Object detection data
═══

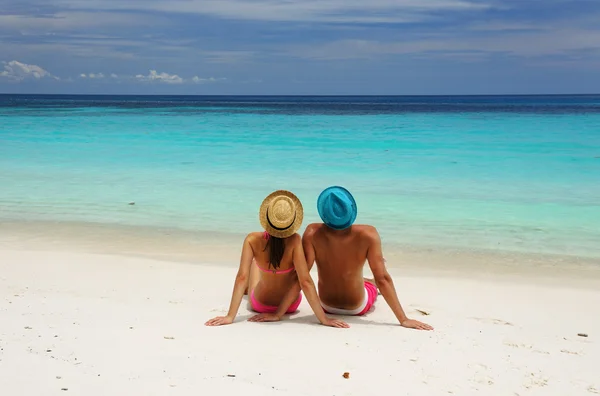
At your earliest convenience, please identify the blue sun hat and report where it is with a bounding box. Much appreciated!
[317,186,357,230]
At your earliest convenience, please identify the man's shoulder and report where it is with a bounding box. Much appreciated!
[352,224,379,242]
[302,223,324,238]
[352,224,379,235]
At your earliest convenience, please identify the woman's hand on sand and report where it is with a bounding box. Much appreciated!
[204,316,233,326]
[248,314,281,322]
[400,319,433,330]
[323,318,350,329]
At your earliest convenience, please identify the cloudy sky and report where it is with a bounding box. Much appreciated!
[0,0,600,94]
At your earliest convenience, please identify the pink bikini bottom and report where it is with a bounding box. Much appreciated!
[250,290,302,314]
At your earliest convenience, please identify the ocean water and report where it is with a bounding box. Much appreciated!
[0,95,600,257]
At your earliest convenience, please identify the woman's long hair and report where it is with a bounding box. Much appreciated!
[265,235,285,269]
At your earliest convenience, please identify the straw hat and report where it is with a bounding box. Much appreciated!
[259,190,304,238]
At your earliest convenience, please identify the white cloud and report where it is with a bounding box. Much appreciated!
[79,73,104,80]
[192,76,226,84]
[135,70,183,84]
[35,0,493,23]
[0,60,59,81]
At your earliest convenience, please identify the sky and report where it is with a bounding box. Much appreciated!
[0,0,600,95]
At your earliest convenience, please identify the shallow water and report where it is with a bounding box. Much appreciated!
[0,95,600,257]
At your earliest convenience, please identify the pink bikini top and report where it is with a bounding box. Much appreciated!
[256,231,295,275]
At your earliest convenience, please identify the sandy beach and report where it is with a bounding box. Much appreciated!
[0,227,600,396]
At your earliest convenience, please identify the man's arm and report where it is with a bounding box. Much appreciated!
[367,228,433,330]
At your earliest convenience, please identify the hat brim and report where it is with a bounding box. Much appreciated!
[317,186,358,230]
[258,190,304,238]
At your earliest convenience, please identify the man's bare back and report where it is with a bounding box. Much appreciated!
[302,186,433,330]
[303,224,377,310]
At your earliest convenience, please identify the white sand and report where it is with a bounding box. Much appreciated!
[0,248,600,396]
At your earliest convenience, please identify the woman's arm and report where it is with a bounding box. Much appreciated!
[205,235,254,326]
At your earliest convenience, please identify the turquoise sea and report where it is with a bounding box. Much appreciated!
[0,95,600,257]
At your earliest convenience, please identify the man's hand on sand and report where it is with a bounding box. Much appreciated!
[400,319,433,330]
[248,314,281,322]
[204,316,233,326]
[323,318,350,329]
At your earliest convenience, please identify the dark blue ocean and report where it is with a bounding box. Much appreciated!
[0,95,600,257]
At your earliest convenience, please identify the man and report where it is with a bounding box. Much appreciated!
[253,186,433,330]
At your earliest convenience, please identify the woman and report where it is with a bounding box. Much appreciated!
[206,190,349,327]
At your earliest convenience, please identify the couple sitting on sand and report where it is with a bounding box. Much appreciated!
[206,187,433,330]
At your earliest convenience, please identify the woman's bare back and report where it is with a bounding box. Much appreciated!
[248,232,300,306]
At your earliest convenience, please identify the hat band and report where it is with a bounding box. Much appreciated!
[267,208,296,231]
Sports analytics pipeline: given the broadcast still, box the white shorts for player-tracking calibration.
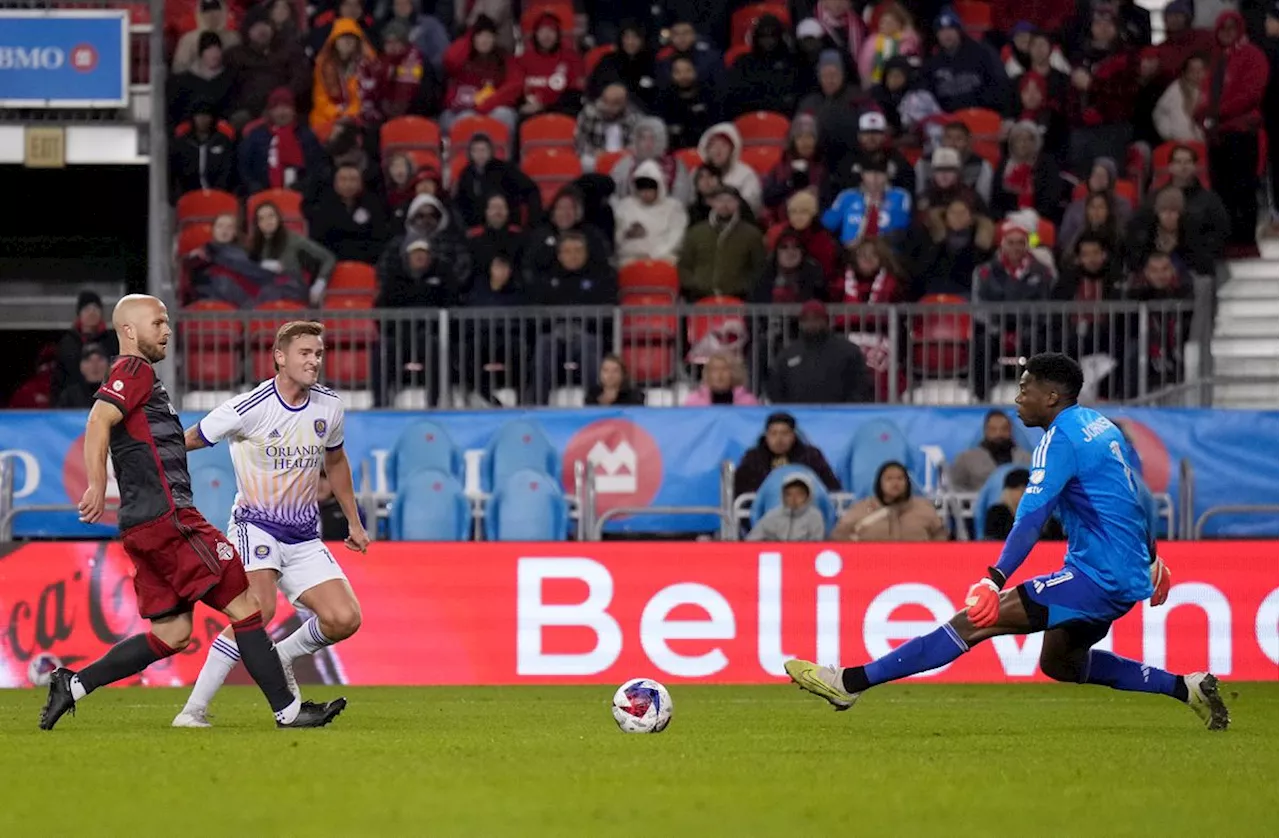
[227,521,347,603]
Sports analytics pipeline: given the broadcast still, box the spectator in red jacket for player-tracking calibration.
[1196,12,1280,247]
[440,15,524,133]
[1068,6,1138,177]
[516,12,584,119]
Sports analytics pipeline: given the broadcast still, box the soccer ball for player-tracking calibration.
[613,678,672,733]
[27,651,63,687]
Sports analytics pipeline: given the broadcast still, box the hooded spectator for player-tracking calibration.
[50,290,120,403]
[169,32,233,125]
[698,123,763,215]
[920,9,1009,113]
[239,87,326,194]
[246,201,338,307]
[733,411,840,498]
[858,0,920,90]
[654,56,722,151]
[746,472,827,541]
[763,114,827,212]
[172,0,241,75]
[724,13,800,116]
[609,116,694,206]
[453,133,541,228]
[613,160,689,266]
[225,8,312,125]
[516,12,586,118]
[440,15,525,134]
[1196,12,1271,249]
[169,102,236,194]
[307,166,388,265]
[831,461,948,541]
[677,187,765,301]
[765,299,876,404]
[988,120,1062,221]
[586,20,658,110]
[681,349,759,407]
[311,18,378,136]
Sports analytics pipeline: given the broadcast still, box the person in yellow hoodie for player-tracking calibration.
[311,18,378,137]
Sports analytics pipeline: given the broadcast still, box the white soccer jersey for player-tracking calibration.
[196,379,344,544]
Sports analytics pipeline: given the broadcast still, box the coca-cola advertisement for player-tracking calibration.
[0,541,1280,687]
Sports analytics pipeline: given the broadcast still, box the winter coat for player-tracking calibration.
[613,160,689,266]
[698,123,764,215]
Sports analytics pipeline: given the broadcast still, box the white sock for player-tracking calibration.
[275,617,333,661]
[183,635,239,711]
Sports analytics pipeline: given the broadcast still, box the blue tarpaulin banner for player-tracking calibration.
[0,9,129,107]
[0,407,1280,537]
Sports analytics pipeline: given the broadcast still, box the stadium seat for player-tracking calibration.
[841,420,915,498]
[733,110,791,150]
[379,116,440,157]
[520,147,582,206]
[449,116,511,160]
[480,420,561,494]
[484,468,568,541]
[618,258,680,304]
[390,468,471,541]
[244,189,307,235]
[728,3,795,45]
[520,114,577,154]
[390,420,465,485]
[177,189,239,229]
[750,464,836,532]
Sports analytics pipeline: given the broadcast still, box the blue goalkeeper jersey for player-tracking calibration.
[996,404,1152,603]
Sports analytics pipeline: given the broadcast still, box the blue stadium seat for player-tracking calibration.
[480,420,561,494]
[842,420,919,498]
[390,420,465,486]
[191,463,236,534]
[484,468,568,541]
[390,468,471,541]
[751,464,836,532]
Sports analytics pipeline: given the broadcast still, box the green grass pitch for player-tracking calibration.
[0,683,1280,838]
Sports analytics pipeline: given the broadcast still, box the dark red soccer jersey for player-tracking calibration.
[95,354,196,530]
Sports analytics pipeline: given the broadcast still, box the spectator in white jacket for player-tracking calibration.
[613,160,689,265]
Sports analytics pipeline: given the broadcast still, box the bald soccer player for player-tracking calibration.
[40,294,347,731]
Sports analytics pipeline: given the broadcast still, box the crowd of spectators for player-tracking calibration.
[154,0,1280,402]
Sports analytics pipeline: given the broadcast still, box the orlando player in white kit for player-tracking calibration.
[173,321,369,728]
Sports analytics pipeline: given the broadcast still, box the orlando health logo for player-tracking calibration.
[561,418,662,512]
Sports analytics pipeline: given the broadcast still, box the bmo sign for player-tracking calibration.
[0,9,129,107]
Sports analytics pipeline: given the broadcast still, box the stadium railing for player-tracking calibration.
[177,298,1212,409]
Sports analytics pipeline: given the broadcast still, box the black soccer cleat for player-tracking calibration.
[275,699,347,729]
[40,668,76,731]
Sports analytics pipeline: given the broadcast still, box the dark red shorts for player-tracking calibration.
[120,509,248,619]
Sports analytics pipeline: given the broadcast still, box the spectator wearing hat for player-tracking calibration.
[169,31,233,125]
[54,343,110,411]
[822,156,911,247]
[238,87,326,194]
[733,411,840,498]
[676,187,765,301]
[170,0,241,75]
[765,299,876,404]
[50,290,120,403]
[988,119,1062,223]
[826,110,916,197]
[169,102,236,201]
[920,9,1009,113]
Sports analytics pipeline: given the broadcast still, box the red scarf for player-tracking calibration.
[266,125,305,189]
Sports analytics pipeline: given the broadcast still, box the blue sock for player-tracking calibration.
[858,623,969,692]
[1084,649,1187,701]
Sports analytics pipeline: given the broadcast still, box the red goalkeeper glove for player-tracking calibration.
[964,577,1000,628]
[1151,555,1172,606]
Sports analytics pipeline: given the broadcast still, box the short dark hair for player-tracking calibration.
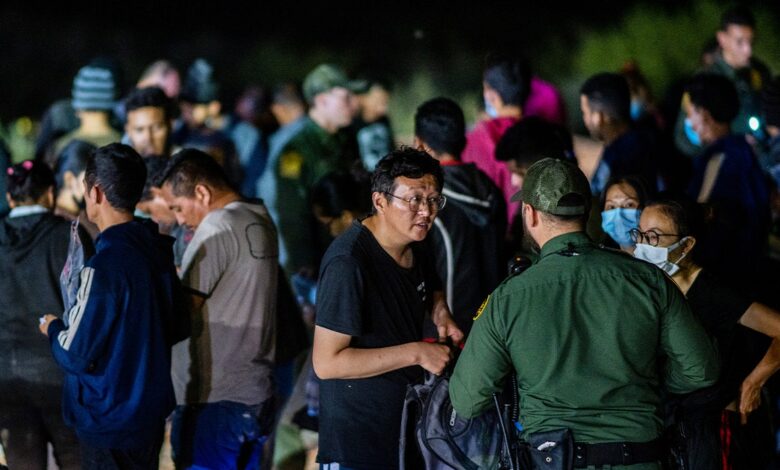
[414,98,466,159]
[84,143,146,214]
[685,73,739,123]
[720,5,756,31]
[311,171,371,217]
[495,116,574,167]
[482,53,531,106]
[141,155,170,202]
[54,139,97,189]
[125,86,174,119]
[645,198,707,238]
[160,148,233,197]
[6,160,54,203]
[580,72,631,122]
[371,147,444,200]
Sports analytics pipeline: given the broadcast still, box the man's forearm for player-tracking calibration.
[312,336,420,379]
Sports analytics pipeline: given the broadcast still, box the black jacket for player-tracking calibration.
[0,213,91,385]
[426,163,507,336]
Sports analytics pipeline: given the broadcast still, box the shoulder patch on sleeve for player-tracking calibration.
[472,295,490,320]
[279,150,303,179]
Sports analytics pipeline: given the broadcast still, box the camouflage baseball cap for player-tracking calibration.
[303,64,365,103]
[511,158,591,215]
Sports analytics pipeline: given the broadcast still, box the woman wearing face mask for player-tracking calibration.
[601,176,647,253]
[631,200,780,469]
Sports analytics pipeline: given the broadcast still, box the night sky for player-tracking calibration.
[0,0,777,122]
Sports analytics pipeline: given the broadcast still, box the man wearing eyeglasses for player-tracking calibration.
[449,158,718,470]
[312,148,463,470]
[414,98,507,336]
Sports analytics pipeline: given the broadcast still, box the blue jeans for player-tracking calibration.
[81,425,163,470]
[171,400,273,470]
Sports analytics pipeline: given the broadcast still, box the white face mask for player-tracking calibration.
[634,237,688,276]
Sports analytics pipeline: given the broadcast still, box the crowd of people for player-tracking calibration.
[0,7,780,470]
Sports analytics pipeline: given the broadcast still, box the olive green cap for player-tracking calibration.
[511,158,591,215]
[303,64,365,103]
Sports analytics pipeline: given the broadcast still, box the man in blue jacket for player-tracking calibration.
[40,144,180,469]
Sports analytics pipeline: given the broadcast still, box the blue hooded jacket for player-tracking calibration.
[48,220,183,449]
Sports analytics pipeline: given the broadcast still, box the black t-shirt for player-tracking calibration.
[688,269,768,410]
[317,222,440,469]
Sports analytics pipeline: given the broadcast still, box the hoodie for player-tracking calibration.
[0,212,83,386]
[48,220,181,449]
[426,162,507,336]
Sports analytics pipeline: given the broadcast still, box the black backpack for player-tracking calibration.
[399,257,531,470]
[399,373,517,470]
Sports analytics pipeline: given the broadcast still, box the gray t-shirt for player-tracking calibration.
[172,202,279,405]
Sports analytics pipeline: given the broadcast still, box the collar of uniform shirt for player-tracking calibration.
[539,232,593,259]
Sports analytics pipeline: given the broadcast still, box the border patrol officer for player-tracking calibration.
[450,158,718,469]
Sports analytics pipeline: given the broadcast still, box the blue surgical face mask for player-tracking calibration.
[601,208,641,246]
[634,237,688,276]
[483,98,498,119]
[685,118,701,147]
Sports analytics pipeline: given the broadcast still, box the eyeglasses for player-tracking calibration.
[628,228,682,246]
[385,193,447,212]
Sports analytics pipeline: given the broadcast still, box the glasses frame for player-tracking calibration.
[385,191,447,212]
[628,228,682,246]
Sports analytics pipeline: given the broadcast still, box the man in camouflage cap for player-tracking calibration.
[450,158,718,469]
[269,64,359,276]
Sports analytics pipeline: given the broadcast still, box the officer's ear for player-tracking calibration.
[194,183,213,207]
[521,203,541,228]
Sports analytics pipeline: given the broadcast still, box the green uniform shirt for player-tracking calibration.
[274,118,350,275]
[450,232,718,443]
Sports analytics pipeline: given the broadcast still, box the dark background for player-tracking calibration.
[0,0,780,129]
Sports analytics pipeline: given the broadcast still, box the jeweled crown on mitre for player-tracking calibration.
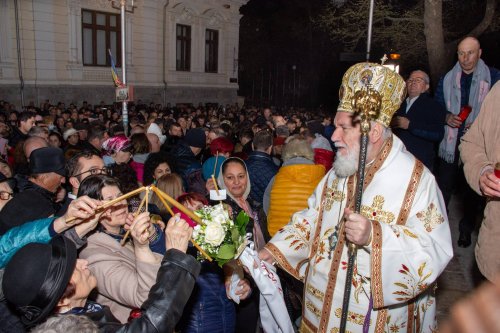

═══

What is required: Starting at the line containing "advertisement for player-tracking calibration." and ending at the line containing "[996,404,1152,603]", with both of those lines included, write the lines out again, requests and all. Multiply every bounding box coordinate in the answers by 1.5 and round each to a whole number, with halves rounding up.

Full answer:
Sports analytics pipeline: given the broadcast still, box the coca-cola advertisement for player-tracking calibration.
[0,812,1920,1031]
Sports analytics pipeline: given the broadcast still, box the winter coat for player-tracking calibration.
[920,240,1034,399]
[1047,185,1146,323]
Sports analytics pipeline: given the broadcast still, box the white sock for player-tracking calibration.
[413,926,500,992]
[275,953,359,1067]
Sports analytics pipeline: given the broadcast still, box the blue tarpaulin banner for player-tracking calibration.
[0,14,194,161]
[0,611,1920,806]
Sports analytics pipeline: given the broadcast still, box the stadium seat for player-tracking calibration.
[1262,630,1373,747]
[1100,165,1187,225]
[569,174,660,236]
[780,221,873,309]
[674,174,767,240]
[720,630,842,741]
[726,702,852,812]
[927,387,1020,456]
[585,702,707,812]
[366,284,461,353]
[1092,5,1193,68]
[780,171,866,231]
[585,630,698,728]
[266,284,359,344]
[1125,696,1254,798]
Sports analytics pipeline: given the broadcast still, box the blue goalkeeper jersey for player-tracking calibration.
[1494,606,1728,905]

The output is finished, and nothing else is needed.